--- Exercise directions ---
Reproduce the part of the smart textiles piece starting at "James Hayward giving" and ending at "the technology sector to grow.".

--- Supplied passage ---
════════

James Hayward: the Smart Textiles Killer App

Oct 19, 2021

Recently we conducted an interview with James, Hayward, Principal Analyst at IDTechEx. During this interview we discussed the potential for a ‘Killer App’ in the field of Smart Textiles. Given that Smart Textile technology has great potential, it is hardly surprising that many people want to know what the breakthrough product will be that reaches the mainstream consumer market, allowing the Smart Textile sector to grow. In the interview, James talks us through ways of potentially identifying what the Killer App will be. He also weighs up the potential of technology that is already available.  

James Hayward giving a speech during Smart Textile Alliance’s Launch Event at the Danish Ambassador’s Residence in London.

The Killer App for Smart Textiles

IDTechEx’s latest report ‘E-Textiles & Smart Clothing 2021-2031: Technologies, Markets and Players’ takes an in-depth look at what to look out for within the industry over the coming ten years. From this, James was able to tell us about what the ‘Killer App’ could be. James says that a ‘Killer App’ is an application of the technology, where, when you look back, the app allowed the technology sector to grow.   

Although it is difficult to predict what a Killer App will be, there are several ways to make an educated guess. We can look at what has had most success so far, which market has the most potential for growth or which sector is the most sustainable.   

Established Smart Textile Products  

To date, the most successful Smart Textile garment is heated apparel, accounting for 75% of all sector sales. There are uses for heated garments across a range of industries. The technology has existed for more than 20 years but there are constant advances in the field. These include refining and improving manufacturing techniques and the connectors. Whilst maybe not being the most glamorous field of Smart Textiles, it is currently the strongest field.

════════

(Entries drawn from a collection)

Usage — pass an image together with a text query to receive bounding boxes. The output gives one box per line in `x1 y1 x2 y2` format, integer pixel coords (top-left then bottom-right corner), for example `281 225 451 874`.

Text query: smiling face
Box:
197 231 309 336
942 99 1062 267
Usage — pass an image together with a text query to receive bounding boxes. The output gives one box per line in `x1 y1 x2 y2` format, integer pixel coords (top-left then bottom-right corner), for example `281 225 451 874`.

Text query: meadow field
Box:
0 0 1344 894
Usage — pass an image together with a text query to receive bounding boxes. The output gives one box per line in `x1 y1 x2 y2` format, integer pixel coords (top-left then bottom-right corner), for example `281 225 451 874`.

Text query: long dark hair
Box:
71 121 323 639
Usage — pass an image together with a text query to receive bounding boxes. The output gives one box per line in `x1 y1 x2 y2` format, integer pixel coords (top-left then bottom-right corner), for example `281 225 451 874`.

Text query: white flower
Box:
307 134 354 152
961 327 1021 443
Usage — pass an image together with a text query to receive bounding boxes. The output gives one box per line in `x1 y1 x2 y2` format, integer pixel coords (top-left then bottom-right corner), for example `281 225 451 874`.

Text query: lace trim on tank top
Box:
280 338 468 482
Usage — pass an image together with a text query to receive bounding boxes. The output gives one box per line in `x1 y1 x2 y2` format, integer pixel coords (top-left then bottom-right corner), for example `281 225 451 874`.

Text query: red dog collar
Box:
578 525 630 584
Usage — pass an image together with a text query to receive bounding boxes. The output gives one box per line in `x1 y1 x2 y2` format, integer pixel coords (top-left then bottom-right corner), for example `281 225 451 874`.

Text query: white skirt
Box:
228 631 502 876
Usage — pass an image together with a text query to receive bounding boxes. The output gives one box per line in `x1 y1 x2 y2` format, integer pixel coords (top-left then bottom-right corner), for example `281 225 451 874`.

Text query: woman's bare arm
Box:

════════

--- Exercise solution ---
James Hayward giving a speech during Smart Textile Alliance’s Launch Event at the Danish Ambassador’s Residence in London.

The Killer App for Smart Textiles

IDTechEx’s latest report ‘E-Textiles & Smart Clothing 2021-2031: Technologies, Markets and Players’ takes an in-depth look at what to look out for within the industry over the coming ten years. From this, James was able to tell us about what the ‘Killer App’ could be. James says that a ‘Killer App’ is an application of the technology, where, when you look back, the app allowed the technology sector to grow.